• Exercise requirements: Would you return the material below exactly, with no line left out?

━━━ Data provided ━━━

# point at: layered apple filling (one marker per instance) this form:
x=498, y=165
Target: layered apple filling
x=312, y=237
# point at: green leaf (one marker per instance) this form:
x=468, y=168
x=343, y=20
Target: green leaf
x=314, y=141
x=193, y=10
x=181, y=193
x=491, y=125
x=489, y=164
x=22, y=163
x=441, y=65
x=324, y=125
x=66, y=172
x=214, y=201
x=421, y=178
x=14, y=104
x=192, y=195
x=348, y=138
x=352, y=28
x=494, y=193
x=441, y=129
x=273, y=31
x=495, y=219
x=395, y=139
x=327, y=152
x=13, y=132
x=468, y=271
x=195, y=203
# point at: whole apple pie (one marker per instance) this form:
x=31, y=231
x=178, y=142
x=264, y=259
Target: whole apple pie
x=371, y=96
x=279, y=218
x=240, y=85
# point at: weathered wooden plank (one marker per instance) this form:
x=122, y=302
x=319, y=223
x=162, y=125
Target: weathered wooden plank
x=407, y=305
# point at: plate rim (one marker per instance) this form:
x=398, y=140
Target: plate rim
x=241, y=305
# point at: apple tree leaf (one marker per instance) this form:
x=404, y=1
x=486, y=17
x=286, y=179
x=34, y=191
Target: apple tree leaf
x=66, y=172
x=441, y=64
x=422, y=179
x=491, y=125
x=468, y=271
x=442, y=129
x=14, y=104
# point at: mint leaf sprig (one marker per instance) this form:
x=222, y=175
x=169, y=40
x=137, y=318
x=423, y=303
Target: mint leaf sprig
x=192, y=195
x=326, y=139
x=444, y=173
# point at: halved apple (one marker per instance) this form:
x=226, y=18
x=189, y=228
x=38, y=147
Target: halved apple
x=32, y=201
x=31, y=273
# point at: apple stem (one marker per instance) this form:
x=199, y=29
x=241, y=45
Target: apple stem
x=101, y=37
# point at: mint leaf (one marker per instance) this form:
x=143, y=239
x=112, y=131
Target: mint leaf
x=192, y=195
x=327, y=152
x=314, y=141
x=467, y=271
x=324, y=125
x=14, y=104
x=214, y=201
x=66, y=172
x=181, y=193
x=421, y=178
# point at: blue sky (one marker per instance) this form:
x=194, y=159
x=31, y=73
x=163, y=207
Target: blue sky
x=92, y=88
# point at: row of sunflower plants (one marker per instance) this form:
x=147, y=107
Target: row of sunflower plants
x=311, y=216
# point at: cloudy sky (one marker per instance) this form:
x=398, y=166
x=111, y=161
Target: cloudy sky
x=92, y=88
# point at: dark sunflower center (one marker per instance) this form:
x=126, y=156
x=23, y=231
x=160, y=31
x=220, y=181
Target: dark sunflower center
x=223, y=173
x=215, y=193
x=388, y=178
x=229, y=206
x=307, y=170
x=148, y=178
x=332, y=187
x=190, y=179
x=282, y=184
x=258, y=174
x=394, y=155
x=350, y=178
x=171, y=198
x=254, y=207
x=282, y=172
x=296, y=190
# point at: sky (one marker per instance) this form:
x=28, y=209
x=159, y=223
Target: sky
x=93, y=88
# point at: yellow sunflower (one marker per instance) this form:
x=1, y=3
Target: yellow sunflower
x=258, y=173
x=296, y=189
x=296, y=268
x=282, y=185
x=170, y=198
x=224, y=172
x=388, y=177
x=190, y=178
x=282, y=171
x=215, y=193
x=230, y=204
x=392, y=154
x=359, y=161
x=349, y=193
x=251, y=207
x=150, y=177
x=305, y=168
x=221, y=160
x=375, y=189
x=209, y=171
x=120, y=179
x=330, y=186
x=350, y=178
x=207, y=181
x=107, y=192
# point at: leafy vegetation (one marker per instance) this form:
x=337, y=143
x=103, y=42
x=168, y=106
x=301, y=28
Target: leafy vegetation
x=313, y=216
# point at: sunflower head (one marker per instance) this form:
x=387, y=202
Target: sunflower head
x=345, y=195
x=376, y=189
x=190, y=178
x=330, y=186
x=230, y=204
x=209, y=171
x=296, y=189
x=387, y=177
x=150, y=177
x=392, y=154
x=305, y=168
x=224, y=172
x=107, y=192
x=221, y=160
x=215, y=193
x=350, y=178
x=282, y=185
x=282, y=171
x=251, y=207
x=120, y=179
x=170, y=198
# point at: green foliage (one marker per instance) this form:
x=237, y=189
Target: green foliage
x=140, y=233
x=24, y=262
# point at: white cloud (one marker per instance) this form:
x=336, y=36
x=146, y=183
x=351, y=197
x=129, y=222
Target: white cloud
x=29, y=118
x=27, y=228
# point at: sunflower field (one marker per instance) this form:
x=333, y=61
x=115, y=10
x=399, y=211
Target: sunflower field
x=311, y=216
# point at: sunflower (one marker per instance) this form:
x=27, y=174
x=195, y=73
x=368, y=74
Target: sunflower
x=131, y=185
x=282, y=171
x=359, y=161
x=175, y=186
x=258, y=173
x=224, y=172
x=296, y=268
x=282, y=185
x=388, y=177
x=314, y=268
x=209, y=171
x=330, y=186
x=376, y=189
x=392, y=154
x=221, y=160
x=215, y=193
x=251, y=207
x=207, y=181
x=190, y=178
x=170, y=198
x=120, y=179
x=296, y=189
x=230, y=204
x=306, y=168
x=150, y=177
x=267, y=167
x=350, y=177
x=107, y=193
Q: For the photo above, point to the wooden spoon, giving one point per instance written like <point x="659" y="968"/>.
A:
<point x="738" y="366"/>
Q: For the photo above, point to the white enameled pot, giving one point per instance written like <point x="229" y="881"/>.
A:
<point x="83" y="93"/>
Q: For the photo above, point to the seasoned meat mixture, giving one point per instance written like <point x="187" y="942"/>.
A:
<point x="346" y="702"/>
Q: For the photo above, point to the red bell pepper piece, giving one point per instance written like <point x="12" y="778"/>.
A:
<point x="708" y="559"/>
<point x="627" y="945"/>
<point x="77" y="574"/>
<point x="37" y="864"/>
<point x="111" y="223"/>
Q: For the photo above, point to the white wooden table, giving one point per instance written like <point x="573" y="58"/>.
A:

━━━

• Result of this exercise:
# point at: layered apple filling (one marker per instance) this form:
x=498, y=165
Target: layered apple filling
x=312, y=237
# point at: green leaf (one marker per instance) this form:
x=468, y=168
x=343, y=20
Target: green leaf
x=314, y=141
x=193, y=10
x=181, y=193
x=491, y=125
x=489, y=164
x=22, y=163
x=441, y=65
x=324, y=125
x=66, y=172
x=214, y=201
x=421, y=178
x=14, y=104
x=192, y=195
x=348, y=138
x=352, y=28
x=494, y=193
x=441, y=129
x=273, y=31
x=495, y=219
x=395, y=139
x=327, y=152
x=13, y=132
x=468, y=271
x=195, y=203
# point at: whole apple pie (one marker per instance) this form:
x=31, y=231
x=178, y=142
x=264, y=259
Target: whole apple pie
x=371, y=96
x=279, y=218
x=240, y=85
# point at: weathered wooden plank (one marker per instance) this form:
x=122, y=302
x=319, y=223
x=162, y=125
Target: weathered wooden plank
x=407, y=305
# point at: plate rim (one marker per instance) this form:
x=398, y=140
Target: plate rim
x=241, y=305
# point at: apple tree leaf (one marker per instance) this form:
x=404, y=1
x=486, y=17
x=286, y=179
x=34, y=191
Target: apple tree leaf
x=66, y=172
x=441, y=64
x=422, y=179
x=491, y=125
x=468, y=271
x=442, y=129
x=14, y=104
# point at: mint leaf sprig (one marker per instance) this form:
x=222, y=175
x=169, y=40
x=137, y=318
x=423, y=303
Target: mint leaf sprig
x=192, y=195
x=326, y=139
x=444, y=173
# point at: halved apple (one marker per instance) this form:
x=226, y=18
x=189, y=228
x=38, y=147
Target: halved apple
x=32, y=201
x=31, y=273
# point at: apple stem (one marker per instance) this form:
x=199, y=29
x=241, y=45
Target: apple stem
x=101, y=37
# point at: mint leaf (one marker per instance) this form:
x=143, y=239
x=112, y=131
Target: mint leaf
x=192, y=195
x=327, y=152
x=314, y=141
x=467, y=271
x=324, y=125
x=14, y=104
x=214, y=201
x=66, y=172
x=181, y=193
x=421, y=178
# point at: blue sky (one marker per instance) this form:
x=194, y=159
x=31, y=73
x=163, y=207
Target: blue sky
x=92, y=88
# point at: row of sunflower plants (one marker per instance) this form:
x=147, y=107
Target: row of sunflower plants
x=311, y=216
# point at: cloudy sky (one marker per instance) this form:
x=398, y=166
x=111, y=161
Target: cloudy sky
x=92, y=88
# point at: dark sunflower center (one marker per instance) this form:
x=126, y=156
x=23, y=231
x=160, y=31
x=220, y=181
Target: dark sunflower center
x=223, y=173
x=215, y=193
x=388, y=178
x=229, y=206
x=307, y=170
x=148, y=178
x=332, y=187
x=190, y=179
x=282, y=184
x=258, y=174
x=394, y=155
x=350, y=178
x=171, y=198
x=254, y=207
x=282, y=172
x=296, y=190
# point at: sky (one marker per instance) this form:
x=28, y=209
x=159, y=223
Target: sky
x=93, y=88
# point at: yellow sunflower (one marker per instance) this form:
x=1, y=3
Target: yellow sunflower
x=258, y=173
x=296, y=189
x=296, y=268
x=282, y=185
x=170, y=198
x=224, y=172
x=388, y=177
x=190, y=178
x=282, y=171
x=215, y=193
x=230, y=204
x=392, y=154
x=359, y=161
x=349, y=193
x=251, y=207
x=150, y=177
x=305, y=168
x=221, y=160
x=375, y=189
x=209, y=171
x=120, y=179
x=330, y=186
x=350, y=178
x=207, y=181
x=107, y=192
# point at: leafy vegetation (one marker per instance) this form:
x=337, y=143
x=103, y=42
x=168, y=106
x=301, y=28
Target: leafy vegetation
x=313, y=216
# point at: sunflower head (one marker per instance) this form:
x=387, y=202
Target: sunflower head
x=345, y=195
x=376, y=189
x=190, y=178
x=330, y=186
x=230, y=204
x=209, y=171
x=296, y=189
x=387, y=177
x=150, y=177
x=392, y=154
x=305, y=168
x=224, y=172
x=107, y=192
x=221, y=160
x=215, y=193
x=350, y=178
x=282, y=185
x=282, y=171
x=251, y=207
x=120, y=179
x=170, y=198
# point at: green foliage (one marker per instance) this form:
x=237, y=189
Target: green foliage
x=140, y=233
x=24, y=262
# point at: white cloud (one marker per instance) this form:
x=336, y=36
x=146, y=183
x=351, y=197
x=129, y=222
Target: white cloud
x=29, y=118
x=27, y=228
# point at: sunflower field (one marker per instance) this form:
x=333, y=61
x=115, y=10
x=399, y=211
Target: sunflower field
x=311, y=216
# point at: sunflower (one marker per instance) this form:
x=27, y=174
x=195, y=73
x=368, y=74
Target: sunflower
x=131, y=185
x=282, y=171
x=359, y=161
x=175, y=186
x=258, y=173
x=224, y=172
x=296, y=268
x=282, y=185
x=388, y=177
x=314, y=268
x=209, y=171
x=330, y=186
x=376, y=189
x=392, y=154
x=221, y=160
x=215, y=193
x=251, y=207
x=207, y=181
x=190, y=178
x=170, y=198
x=120, y=179
x=296, y=189
x=230, y=204
x=306, y=168
x=150, y=177
x=267, y=167
x=350, y=177
x=107, y=193
Q: For the photo above, point to the wooden spoon, giving one point per instance written like <point x="659" y="968"/>.
A:
<point x="738" y="366"/>
Q: For the photo above, point to the white enameled pot, giving one point per instance written like <point x="229" y="881"/>.
A:
<point x="83" y="93"/>
Q: For the photo above, point to the seasoned meat mixture, giving one point per instance written like <point x="187" y="942"/>.
A:
<point x="346" y="702"/>
Q: For the photo above, point to the red bell pepper piece, giving one point per instance written like <point x="12" y="778"/>.
A:
<point x="708" y="559"/>
<point x="627" y="945"/>
<point x="77" y="574"/>
<point x="37" y="864"/>
<point x="111" y="223"/>
Q: For the photo above, point to the white wooden table, giving one point per instance written like <point x="573" y="58"/>.
A:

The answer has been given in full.